──────── RAW DATA ────────

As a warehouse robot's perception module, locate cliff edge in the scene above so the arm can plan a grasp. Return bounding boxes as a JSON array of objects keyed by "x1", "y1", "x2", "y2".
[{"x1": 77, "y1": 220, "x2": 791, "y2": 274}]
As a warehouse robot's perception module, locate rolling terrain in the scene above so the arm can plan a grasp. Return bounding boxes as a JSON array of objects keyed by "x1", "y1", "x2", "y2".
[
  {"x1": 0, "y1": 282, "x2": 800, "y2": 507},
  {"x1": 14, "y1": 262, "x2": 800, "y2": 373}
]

────────
──────── RAW DATA ────────

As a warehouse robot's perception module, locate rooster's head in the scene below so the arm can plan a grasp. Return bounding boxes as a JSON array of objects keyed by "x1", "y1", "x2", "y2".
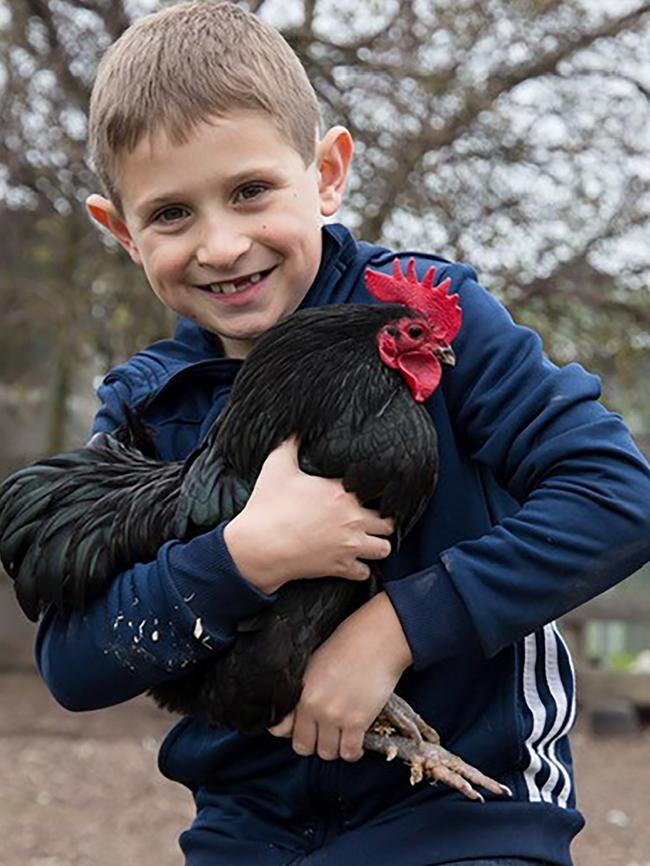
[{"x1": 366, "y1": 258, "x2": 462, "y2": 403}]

────────

• [JOB]: Report, in full, each line of the material that contains the word "above".

• [ANSWER FOR THE TASK]:
As a warehouse robot's perception module, locate cliff edge in the scene above so the arm can plan a grasp. Return bounding boxes as a JSON array of objects keyed by "x1", "y1", "x2", "y2".
As a warehouse robot's perception module, locate rolling terrain in the scene above so the arm can plan a grasp. Return bounding boxes as a JSON array of objects keyed by "x1", "y1", "x2", "y2".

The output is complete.